### Records for this exercise

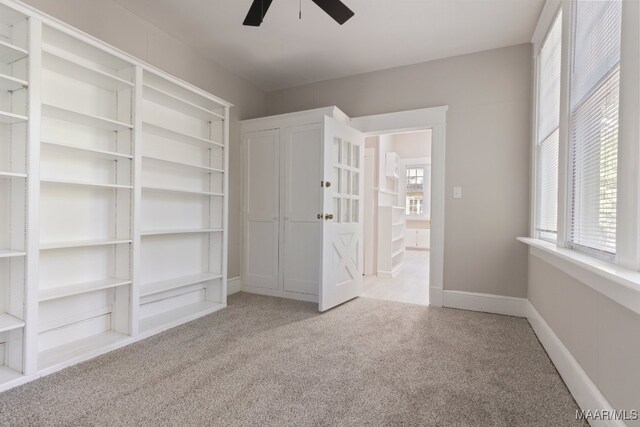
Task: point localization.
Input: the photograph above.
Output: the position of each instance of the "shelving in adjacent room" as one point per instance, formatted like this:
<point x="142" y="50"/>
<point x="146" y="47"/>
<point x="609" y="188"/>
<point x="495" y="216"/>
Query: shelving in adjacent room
<point x="86" y="176"/>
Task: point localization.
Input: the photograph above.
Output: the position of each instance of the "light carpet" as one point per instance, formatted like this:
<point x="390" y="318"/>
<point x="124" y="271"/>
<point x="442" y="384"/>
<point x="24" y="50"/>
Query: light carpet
<point x="269" y="361"/>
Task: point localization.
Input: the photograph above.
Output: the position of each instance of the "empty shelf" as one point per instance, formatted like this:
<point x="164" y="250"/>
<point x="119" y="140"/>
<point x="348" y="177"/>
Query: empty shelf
<point x="8" y="322"/>
<point x="85" y="184"/>
<point x="192" y="231"/>
<point x="179" y="282"/>
<point x="9" y="83"/>
<point x="80" y="244"/>
<point x="175" y="317"/>
<point x="173" y="102"/>
<point x="59" y="61"/>
<point x="179" y="191"/>
<point x="83" y="119"/>
<point x="80" y="349"/>
<point x="11" y="53"/>
<point x="183" y="165"/>
<point x="165" y="133"/>
<point x="12" y="175"/>
<point x="11" y="118"/>
<point x="80" y="288"/>
<point x="110" y="155"/>
<point x="5" y="253"/>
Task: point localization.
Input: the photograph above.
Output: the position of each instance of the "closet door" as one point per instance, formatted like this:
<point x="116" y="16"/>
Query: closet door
<point x="261" y="203"/>
<point x="301" y="204"/>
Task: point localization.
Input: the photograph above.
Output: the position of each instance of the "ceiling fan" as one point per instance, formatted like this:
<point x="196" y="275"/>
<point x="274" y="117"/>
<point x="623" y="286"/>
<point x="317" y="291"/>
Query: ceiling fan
<point x="334" y="8"/>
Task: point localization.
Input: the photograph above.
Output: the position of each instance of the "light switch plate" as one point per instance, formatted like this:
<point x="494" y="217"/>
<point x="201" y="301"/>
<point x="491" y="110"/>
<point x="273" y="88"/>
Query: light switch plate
<point x="457" y="192"/>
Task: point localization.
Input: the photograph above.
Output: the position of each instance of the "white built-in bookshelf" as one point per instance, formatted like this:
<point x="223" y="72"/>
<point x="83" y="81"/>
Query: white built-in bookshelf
<point x="391" y="231"/>
<point x="183" y="199"/>
<point x="113" y="197"/>
<point x="14" y="121"/>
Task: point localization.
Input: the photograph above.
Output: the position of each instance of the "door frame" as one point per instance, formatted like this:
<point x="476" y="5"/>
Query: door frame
<point x="434" y="118"/>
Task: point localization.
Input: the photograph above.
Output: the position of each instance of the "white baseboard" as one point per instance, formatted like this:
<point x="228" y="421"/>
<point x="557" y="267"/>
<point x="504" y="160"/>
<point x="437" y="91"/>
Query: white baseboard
<point x="234" y="285"/>
<point x="584" y="391"/>
<point x="487" y="303"/>
<point x="280" y="294"/>
<point x="391" y="274"/>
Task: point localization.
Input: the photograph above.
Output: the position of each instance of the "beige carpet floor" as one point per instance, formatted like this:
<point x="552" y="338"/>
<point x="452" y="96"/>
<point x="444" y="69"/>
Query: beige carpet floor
<point x="268" y="361"/>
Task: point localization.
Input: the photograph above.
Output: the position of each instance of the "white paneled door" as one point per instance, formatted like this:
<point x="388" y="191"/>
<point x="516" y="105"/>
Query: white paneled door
<point x="302" y="200"/>
<point x="342" y="217"/>
<point x="261" y="203"/>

### Required work
Reproduce the data word for word, excluding its pictures.

### Task output
Task: point localization.
Input: the photograph above.
Output: the position of each instance of the "shelving in adjacent room" as one point per instance, formatted like this:
<point x="142" y="50"/>
<point x="146" y="47"/>
<point x="609" y="188"/>
<point x="495" y="216"/>
Query: shelving in adjacent room
<point x="86" y="176"/>
Task: point localization.
Input: the photograph above.
Output: the position of each instance of the "light carpet" as one point per instance, formatted like this:
<point x="390" y="318"/>
<point x="124" y="271"/>
<point x="442" y="384"/>
<point x="24" y="50"/>
Query: light carpet
<point x="269" y="361"/>
Task: point localization.
Input: the photograph above.
Output: the position of each instance of the "empty shelf" as one point per instance, formatted like this:
<point x="164" y="250"/>
<point x="119" y="140"/>
<point x="348" y="177"/>
Query: empty shelf
<point x="8" y="322"/>
<point x="85" y="184"/>
<point x="192" y="231"/>
<point x="179" y="282"/>
<point x="9" y="83"/>
<point x="80" y="244"/>
<point x="175" y="317"/>
<point x="173" y="102"/>
<point x="59" y="61"/>
<point x="179" y="191"/>
<point x="83" y="119"/>
<point x="80" y="349"/>
<point x="11" y="53"/>
<point x="183" y="165"/>
<point x="165" y="133"/>
<point x="12" y="175"/>
<point x="11" y="118"/>
<point x="80" y="288"/>
<point x="110" y="155"/>
<point x="5" y="253"/>
Task: point localization.
Input: the photograph above.
Output: the position of each instance of the "closet door" as one point per instance, formatted like this:
<point x="116" y="16"/>
Query: closet door
<point x="261" y="203"/>
<point x="301" y="204"/>
Task: point localization.
Input: the photograph above.
Output: the position of each instance of the "ceiling fan" as one point per instance, formatted like this:
<point x="196" y="275"/>
<point x="274" y="117"/>
<point x="623" y="286"/>
<point x="317" y="291"/>
Query: ceiling fan
<point x="334" y="8"/>
Task: point localization.
Input: the photograph above.
Output: the position of each instance of the "light switch plate" as one point per instance, formatted like this:
<point x="494" y="217"/>
<point x="201" y="301"/>
<point x="491" y="110"/>
<point x="273" y="88"/>
Query: light switch plate
<point x="457" y="192"/>
Task: point localization.
Input: the photograph above.
Output: the position of each instance of the "white built-in bookshelf" as one point per instance, formatted like this:
<point x="223" y="72"/>
<point x="83" y="81"/>
Query: white built-in bookshelf
<point x="391" y="231"/>
<point x="183" y="199"/>
<point x="113" y="197"/>
<point x="14" y="121"/>
Task: point localization.
Input: the photograph above.
Output: the position of each instance of the "door frame" as one point per instance, formatted like this:
<point x="476" y="5"/>
Query: door frame
<point x="434" y="118"/>
Task: point localization.
Input: the photograph above.
Output: the position of each instance of the "white baseboard" as one point per instance, formatted like this:
<point x="228" y="421"/>
<point x="557" y="267"/>
<point x="504" y="160"/>
<point x="437" y="91"/>
Query: white baseboard
<point x="234" y="285"/>
<point x="584" y="391"/>
<point x="487" y="303"/>
<point x="280" y="294"/>
<point x="391" y="274"/>
Task: point localization.
Input: the photograph above.
Output: the position of each instance of the "beige carpet floor" as one point per instance, formatted like this:
<point x="552" y="338"/>
<point x="452" y="96"/>
<point x="444" y="69"/>
Query: beige carpet floor
<point x="268" y="361"/>
Task: point localization.
Input: the photograph above.
Output: the position of each instance of the "white paneled door" as one point per instance, formatted like this:
<point x="388" y="191"/>
<point x="516" y="105"/>
Query: white paneled door
<point x="302" y="200"/>
<point x="342" y="217"/>
<point x="261" y="203"/>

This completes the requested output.